**DIRECTIONS FOR THIS TASK**
Copy the rows below word for word, starting at the line that contains "the field, written as integer pixel values." and ending with the last row.

================================

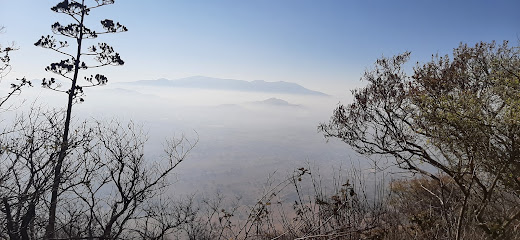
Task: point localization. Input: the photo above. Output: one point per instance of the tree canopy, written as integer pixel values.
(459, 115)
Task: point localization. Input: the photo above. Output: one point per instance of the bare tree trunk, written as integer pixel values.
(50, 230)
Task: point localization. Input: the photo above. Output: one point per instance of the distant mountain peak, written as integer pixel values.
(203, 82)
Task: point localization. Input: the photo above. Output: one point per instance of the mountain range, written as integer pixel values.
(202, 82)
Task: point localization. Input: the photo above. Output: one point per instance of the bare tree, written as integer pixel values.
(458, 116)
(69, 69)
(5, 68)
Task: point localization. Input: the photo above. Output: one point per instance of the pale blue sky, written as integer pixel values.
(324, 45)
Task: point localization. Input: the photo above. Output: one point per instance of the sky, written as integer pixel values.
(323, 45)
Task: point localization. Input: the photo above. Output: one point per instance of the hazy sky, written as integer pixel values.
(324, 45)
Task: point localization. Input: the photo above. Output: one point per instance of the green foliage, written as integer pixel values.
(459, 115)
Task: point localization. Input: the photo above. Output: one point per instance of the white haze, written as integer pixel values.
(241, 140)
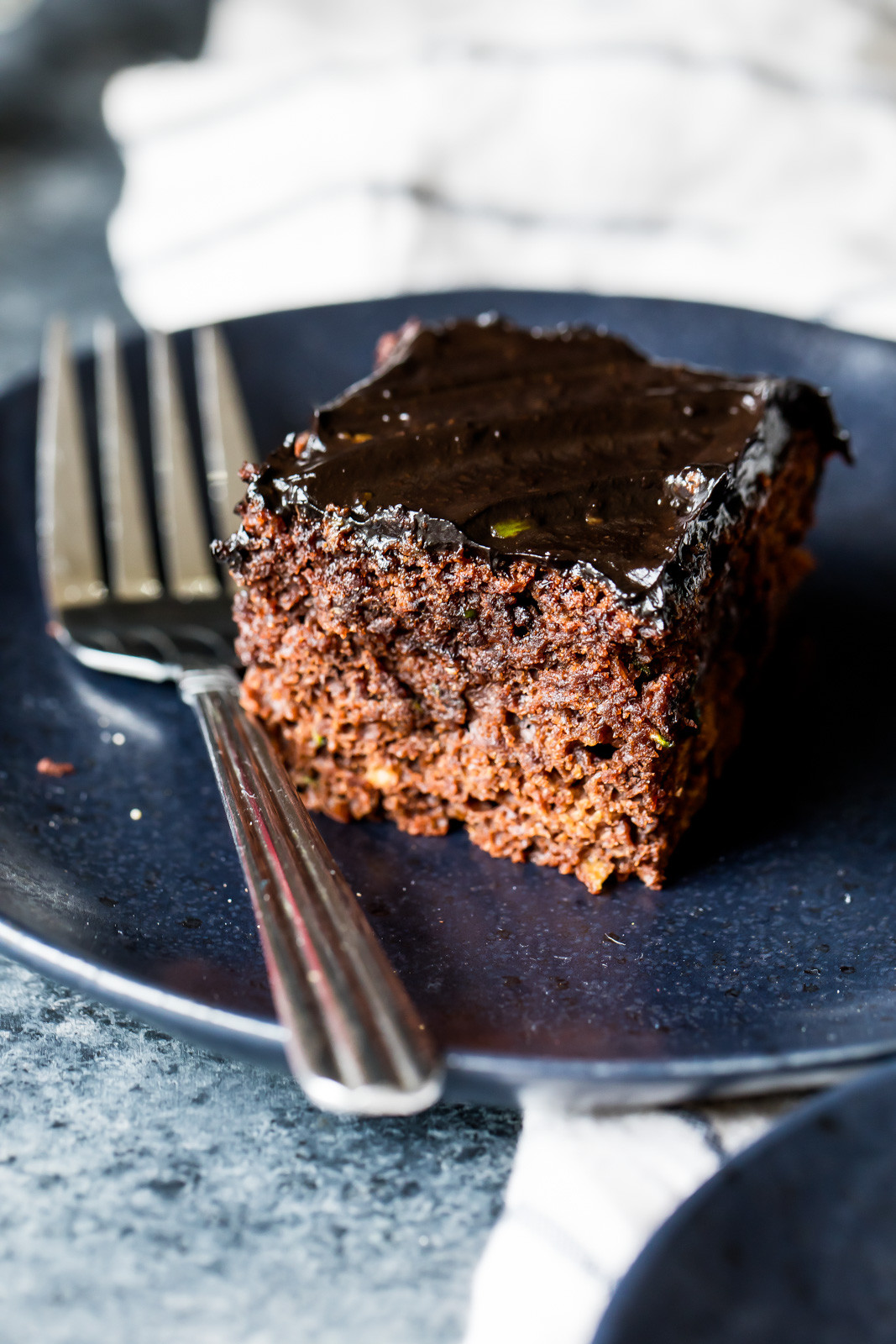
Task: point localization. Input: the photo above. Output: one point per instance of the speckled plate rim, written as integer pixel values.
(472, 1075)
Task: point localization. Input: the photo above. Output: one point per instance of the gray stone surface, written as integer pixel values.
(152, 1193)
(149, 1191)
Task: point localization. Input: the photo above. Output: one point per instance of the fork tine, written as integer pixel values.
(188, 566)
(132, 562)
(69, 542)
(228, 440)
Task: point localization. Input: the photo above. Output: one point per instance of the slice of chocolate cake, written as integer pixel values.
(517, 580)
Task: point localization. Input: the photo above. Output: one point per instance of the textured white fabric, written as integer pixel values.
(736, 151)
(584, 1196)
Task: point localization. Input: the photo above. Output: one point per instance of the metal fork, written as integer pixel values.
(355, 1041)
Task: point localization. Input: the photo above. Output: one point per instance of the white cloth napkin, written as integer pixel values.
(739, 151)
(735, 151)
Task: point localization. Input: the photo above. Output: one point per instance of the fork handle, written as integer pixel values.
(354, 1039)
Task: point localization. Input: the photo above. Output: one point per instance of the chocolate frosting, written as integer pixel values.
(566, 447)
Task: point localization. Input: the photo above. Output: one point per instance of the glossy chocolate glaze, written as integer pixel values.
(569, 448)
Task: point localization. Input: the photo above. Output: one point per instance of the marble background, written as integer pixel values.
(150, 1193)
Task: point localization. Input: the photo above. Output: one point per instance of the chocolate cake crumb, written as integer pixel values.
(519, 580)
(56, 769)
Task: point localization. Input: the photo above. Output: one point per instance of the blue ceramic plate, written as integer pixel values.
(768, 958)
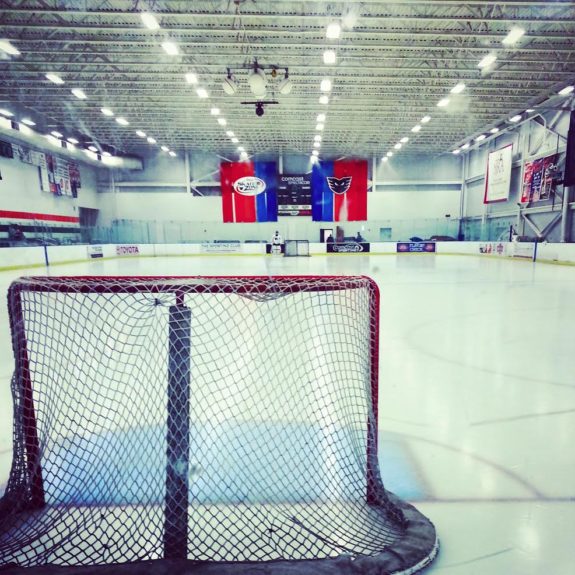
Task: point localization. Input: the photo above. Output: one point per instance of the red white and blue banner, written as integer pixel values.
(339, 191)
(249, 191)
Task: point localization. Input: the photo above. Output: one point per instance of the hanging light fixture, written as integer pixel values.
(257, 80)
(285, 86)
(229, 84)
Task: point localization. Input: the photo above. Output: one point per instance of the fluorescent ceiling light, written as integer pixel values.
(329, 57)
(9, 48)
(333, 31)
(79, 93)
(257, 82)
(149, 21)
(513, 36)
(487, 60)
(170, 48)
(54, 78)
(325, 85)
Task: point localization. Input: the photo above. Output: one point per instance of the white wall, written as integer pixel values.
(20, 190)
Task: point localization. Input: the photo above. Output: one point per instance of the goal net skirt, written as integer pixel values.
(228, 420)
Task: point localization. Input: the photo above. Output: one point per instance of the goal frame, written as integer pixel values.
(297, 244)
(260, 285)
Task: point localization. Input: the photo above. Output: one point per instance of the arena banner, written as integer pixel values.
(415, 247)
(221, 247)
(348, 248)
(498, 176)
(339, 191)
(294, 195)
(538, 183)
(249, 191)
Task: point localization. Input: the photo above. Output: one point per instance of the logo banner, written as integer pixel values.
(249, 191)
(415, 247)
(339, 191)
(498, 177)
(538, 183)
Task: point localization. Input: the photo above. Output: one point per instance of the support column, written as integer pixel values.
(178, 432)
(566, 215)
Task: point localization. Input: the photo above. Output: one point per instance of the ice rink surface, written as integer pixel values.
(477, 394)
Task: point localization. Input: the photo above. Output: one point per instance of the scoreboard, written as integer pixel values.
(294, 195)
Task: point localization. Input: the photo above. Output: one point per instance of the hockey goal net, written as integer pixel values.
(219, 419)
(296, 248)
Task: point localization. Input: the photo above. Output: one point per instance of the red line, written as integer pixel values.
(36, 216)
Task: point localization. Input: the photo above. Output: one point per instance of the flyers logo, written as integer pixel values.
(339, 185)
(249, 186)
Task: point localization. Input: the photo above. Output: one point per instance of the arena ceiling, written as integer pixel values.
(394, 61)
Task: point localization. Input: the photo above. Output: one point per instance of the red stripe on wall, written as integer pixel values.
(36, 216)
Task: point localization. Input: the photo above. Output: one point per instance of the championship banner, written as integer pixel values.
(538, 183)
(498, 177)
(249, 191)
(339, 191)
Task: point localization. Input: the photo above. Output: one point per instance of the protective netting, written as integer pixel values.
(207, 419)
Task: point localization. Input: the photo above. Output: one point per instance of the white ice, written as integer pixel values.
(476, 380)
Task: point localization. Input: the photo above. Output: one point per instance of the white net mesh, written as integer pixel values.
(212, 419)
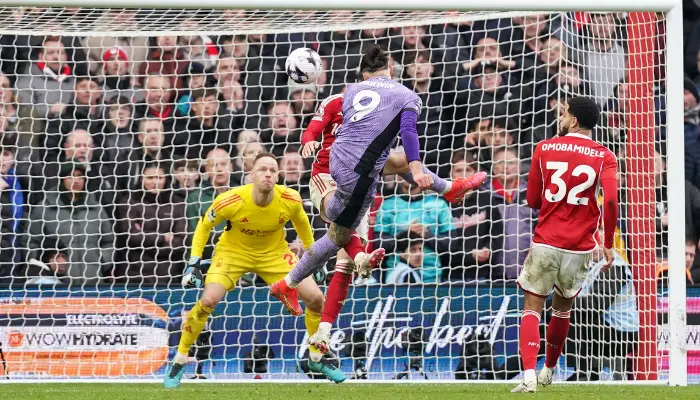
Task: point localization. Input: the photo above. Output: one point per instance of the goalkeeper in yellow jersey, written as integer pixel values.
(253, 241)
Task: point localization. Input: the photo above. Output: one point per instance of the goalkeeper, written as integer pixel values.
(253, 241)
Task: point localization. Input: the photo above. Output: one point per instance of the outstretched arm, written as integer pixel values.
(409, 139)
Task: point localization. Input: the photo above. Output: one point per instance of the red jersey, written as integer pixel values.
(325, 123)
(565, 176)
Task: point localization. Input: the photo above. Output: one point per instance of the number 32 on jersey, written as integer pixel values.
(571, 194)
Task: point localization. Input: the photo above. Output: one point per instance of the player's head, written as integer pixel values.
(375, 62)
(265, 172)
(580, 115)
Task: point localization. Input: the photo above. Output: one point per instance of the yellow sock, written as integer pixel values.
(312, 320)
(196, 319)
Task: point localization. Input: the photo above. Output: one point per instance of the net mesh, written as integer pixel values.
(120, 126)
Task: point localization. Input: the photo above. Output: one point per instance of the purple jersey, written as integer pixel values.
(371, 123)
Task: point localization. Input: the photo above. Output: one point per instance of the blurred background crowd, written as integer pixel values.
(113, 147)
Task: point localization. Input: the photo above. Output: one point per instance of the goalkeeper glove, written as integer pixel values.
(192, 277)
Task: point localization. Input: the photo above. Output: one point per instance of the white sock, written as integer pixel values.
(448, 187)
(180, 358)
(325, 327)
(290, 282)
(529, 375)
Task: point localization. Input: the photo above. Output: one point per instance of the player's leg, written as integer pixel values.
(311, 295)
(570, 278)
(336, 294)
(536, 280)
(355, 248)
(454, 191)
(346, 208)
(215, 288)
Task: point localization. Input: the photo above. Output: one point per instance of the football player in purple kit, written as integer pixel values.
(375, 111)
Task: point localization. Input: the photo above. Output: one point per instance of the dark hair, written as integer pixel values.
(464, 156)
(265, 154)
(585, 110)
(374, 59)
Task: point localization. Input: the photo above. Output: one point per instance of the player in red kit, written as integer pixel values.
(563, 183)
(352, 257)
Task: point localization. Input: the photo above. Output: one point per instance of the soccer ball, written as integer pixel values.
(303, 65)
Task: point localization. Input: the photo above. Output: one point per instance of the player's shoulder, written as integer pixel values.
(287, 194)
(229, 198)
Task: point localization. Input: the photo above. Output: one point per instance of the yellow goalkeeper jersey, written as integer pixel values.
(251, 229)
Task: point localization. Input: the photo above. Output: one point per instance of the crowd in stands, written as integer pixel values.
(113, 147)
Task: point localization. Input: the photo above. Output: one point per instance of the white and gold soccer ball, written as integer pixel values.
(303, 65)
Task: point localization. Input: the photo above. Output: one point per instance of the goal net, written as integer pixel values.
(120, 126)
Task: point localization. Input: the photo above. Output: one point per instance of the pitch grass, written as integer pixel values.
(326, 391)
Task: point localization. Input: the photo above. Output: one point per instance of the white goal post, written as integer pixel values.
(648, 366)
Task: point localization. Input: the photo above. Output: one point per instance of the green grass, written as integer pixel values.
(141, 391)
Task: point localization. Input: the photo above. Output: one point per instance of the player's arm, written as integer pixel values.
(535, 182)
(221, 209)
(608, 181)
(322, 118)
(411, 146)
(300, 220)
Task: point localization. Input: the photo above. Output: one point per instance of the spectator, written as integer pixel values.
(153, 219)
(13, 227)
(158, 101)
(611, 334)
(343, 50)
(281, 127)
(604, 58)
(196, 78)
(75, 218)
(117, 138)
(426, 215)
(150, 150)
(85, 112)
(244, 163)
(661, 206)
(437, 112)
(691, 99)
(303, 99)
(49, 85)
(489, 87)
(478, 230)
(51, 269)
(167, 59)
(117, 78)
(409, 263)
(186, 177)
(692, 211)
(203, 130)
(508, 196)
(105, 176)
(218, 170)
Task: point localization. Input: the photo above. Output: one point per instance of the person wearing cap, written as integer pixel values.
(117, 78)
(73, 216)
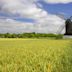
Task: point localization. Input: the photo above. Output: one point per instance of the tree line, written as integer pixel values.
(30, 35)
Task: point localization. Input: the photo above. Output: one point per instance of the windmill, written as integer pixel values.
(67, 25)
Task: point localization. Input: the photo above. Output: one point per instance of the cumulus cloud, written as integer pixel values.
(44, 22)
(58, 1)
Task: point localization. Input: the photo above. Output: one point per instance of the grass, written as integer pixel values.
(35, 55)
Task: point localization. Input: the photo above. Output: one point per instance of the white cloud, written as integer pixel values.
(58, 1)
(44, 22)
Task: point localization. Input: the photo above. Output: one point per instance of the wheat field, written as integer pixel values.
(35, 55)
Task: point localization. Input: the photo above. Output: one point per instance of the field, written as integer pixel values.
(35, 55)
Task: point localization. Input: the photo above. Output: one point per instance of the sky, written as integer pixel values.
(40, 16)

================================

**RESULT OF THIS TASK**
Task: point localization. Input: the photo above. Output: one point per instance of the field, written as integer pixel values.
(35, 55)
Task: point localization. Input: the photo above. Output: one point per instance of the sky, written as integer pixel values.
(40, 16)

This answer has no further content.